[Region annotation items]
.....

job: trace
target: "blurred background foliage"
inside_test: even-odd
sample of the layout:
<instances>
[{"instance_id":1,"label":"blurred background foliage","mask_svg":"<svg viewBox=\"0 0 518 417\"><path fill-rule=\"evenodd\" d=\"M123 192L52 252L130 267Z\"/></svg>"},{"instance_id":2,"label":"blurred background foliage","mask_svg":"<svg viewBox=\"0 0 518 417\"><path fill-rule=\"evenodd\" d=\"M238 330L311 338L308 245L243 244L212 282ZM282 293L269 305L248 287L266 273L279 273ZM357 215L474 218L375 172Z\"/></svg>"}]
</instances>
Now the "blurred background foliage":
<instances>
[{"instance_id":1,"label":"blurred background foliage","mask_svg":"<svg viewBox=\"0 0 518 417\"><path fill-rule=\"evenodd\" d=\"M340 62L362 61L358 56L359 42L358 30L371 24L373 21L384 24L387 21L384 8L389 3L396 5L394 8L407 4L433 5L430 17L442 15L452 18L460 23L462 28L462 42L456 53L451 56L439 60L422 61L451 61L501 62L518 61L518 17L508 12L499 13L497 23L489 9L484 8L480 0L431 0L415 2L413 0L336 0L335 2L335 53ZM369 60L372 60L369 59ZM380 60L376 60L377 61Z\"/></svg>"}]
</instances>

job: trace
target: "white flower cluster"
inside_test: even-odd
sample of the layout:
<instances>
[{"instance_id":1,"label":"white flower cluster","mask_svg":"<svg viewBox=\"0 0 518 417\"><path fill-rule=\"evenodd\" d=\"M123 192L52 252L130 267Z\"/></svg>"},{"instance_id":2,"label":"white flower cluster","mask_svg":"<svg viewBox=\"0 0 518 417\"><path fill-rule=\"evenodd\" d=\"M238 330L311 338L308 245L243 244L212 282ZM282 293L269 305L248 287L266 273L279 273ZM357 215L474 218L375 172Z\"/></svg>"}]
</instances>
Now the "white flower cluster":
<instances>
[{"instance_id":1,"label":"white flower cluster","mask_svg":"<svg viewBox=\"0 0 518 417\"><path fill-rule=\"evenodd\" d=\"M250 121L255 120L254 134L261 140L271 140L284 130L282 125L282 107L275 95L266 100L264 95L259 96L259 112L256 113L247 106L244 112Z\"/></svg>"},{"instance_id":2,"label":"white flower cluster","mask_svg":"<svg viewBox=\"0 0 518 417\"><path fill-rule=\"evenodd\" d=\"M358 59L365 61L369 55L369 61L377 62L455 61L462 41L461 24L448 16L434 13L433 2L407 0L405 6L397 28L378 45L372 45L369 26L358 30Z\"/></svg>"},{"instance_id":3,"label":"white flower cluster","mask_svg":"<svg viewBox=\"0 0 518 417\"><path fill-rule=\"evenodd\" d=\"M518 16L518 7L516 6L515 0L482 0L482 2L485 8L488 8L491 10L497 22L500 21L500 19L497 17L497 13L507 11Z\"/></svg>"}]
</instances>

.....

Please output every record, keeping each line exact.

job: trace
target: "blurred background foliage"
inside_test: even-odd
sample of the layout:
<instances>
[{"instance_id":1,"label":"blurred background foliage","mask_svg":"<svg viewBox=\"0 0 518 417\"><path fill-rule=\"evenodd\" d=\"M123 192L52 252L130 267Z\"/></svg>"},{"instance_id":2,"label":"blurred background foliage","mask_svg":"<svg viewBox=\"0 0 518 417\"><path fill-rule=\"evenodd\" d=\"M238 330L311 338L308 245L243 244L212 282ZM282 293L269 305L248 287L266 273L279 273ZM357 215L474 218L375 172Z\"/></svg>"}]
</instances>
Now the "blurred background foliage":
<instances>
[{"instance_id":1,"label":"blurred background foliage","mask_svg":"<svg viewBox=\"0 0 518 417\"><path fill-rule=\"evenodd\" d=\"M340 62L362 61L358 56L359 42L358 30L371 24L373 21L384 24L387 21L384 8L389 3L396 5L394 8L407 4L433 5L430 17L442 15L452 18L460 23L462 28L462 42L456 53L451 56L439 60L422 61L451 61L501 62L518 61L518 17L508 12L499 13L497 23L489 9L484 8L480 0L431 0L415 2L413 0L336 0L335 2L335 53ZM369 60L372 60L369 59ZM380 60L376 60L377 61Z\"/></svg>"}]
</instances>

job: trace
target: "white flower cluster"
inside_test: even-odd
sample of the layout:
<instances>
[{"instance_id":1,"label":"white flower cluster","mask_svg":"<svg viewBox=\"0 0 518 417\"><path fill-rule=\"evenodd\" d=\"M123 192L52 252L130 267Z\"/></svg>"},{"instance_id":2,"label":"white flower cluster","mask_svg":"<svg viewBox=\"0 0 518 417\"><path fill-rule=\"evenodd\" d=\"M238 330L311 338L308 245L243 244L212 282ZM282 293L269 305L248 287L266 273L279 273ZM357 215L474 218L375 172Z\"/></svg>"}]
</instances>
Now the "white flower cluster":
<instances>
[{"instance_id":1,"label":"white flower cluster","mask_svg":"<svg viewBox=\"0 0 518 417\"><path fill-rule=\"evenodd\" d=\"M250 121L255 120L254 134L261 140L271 140L284 130L282 125L282 107L275 95L266 100L264 95L259 96L259 112L256 113L247 106L244 112Z\"/></svg>"},{"instance_id":2,"label":"white flower cluster","mask_svg":"<svg viewBox=\"0 0 518 417\"><path fill-rule=\"evenodd\" d=\"M358 59L365 61L369 55L369 61L377 62L455 61L462 41L461 24L448 16L434 13L433 2L407 0L405 6L397 28L378 45L372 45L369 26L358 30Z\"/></svg>"},{"instance_id":3,"label":"white flower cluster","mask_svg":"<svg viewBox=\"0 0 518 417\"><path fill-rule=\"evenodd\" d=\"M518 16L518 7L516 6L515 0L482 0L482 2L485 8L488 8L491 10L497 22L500 21L500 19L497 17L497 13L507 11Z\"/></svg>"}]
</instances>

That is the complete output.